EXCERPT TO READ:
====

Robert Augustus Barnes (November 29, 1808 – April 2, 1892) was a self-made businessman in the St. Louis area. He is best known for his donation which helped found Barnes-Jewish Hospital.

== Life ==
Barnes was born in Washington, D.C., but moved to Louisville, Kentucky at the age of thirteen after the death of his father. He moved to St. Louis in 1830 and began working in a mercantile house. Soon afterwards, he began his own grocery business and held partnerships with prominent St. Louis businessmen. In 1845, he married Louise DeMun. The couple had two children together, although neither child lived past infancy.

In the early 1840s, Barnes became the president of the Bank of the State of Missouri. He stayed with the bank for 26 years while simultaneously working as an executive in other St. Louis-based companies, such as the St. Louis Railroad Company.

====

COLLECTED DATA:
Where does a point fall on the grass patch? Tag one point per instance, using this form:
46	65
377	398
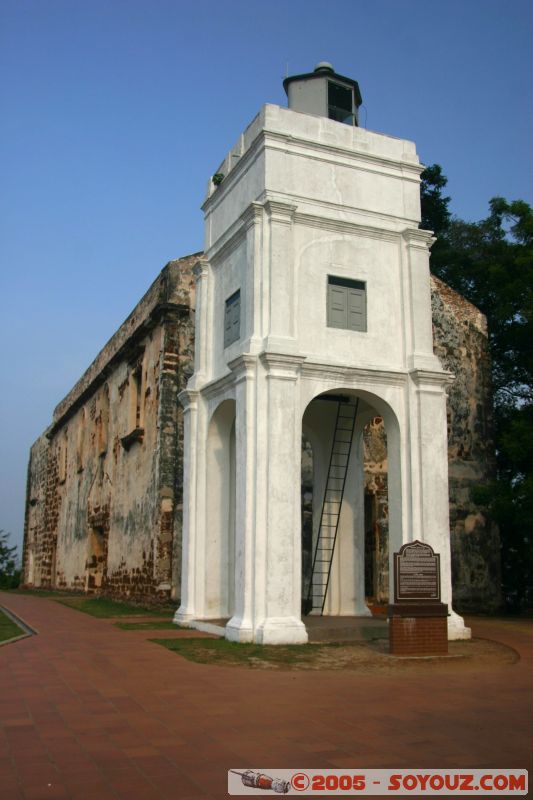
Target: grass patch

====

PROBLEM A: Do these statements agree with the passage on Robert Augustus Barnes above? (i) Barnes moved to St. Louis in 1830. (ii) Both of his children survived into adulthood. (iii) He stayed with the Bank of the State of Missouri for 20 years. Answer yes or no for each, quoting the words of the passage that decide it.
PROBLEM B: Can you carry on the passage on Robert Augustus Barnes from its last sentence?

RESPONSE AREA A:
(i) Yes: "He moved to St. Louis in 1830"
(ii) No: "neither child lived past infancy"
(iii) No: "He stayed with the bank for 26 years"

RESPONSE AREA B:
== Legacy ==
Robert Barnes was a philanthropist during his lifetime, but his greatest contribution came after this death. Because he had no children with whom to leave his fortune, he instead chose to leave a one million dollar bequest in his will for the foundation of a hospital. Barnes wanted to build "a modern general hospital for sick and injured persons, without distinction of creed..." His generosity, together with funds raised from the Jewish community in St. Louis, gave rise to what is now the Barnes-Jewish Hospital in St. Louis, Missouri.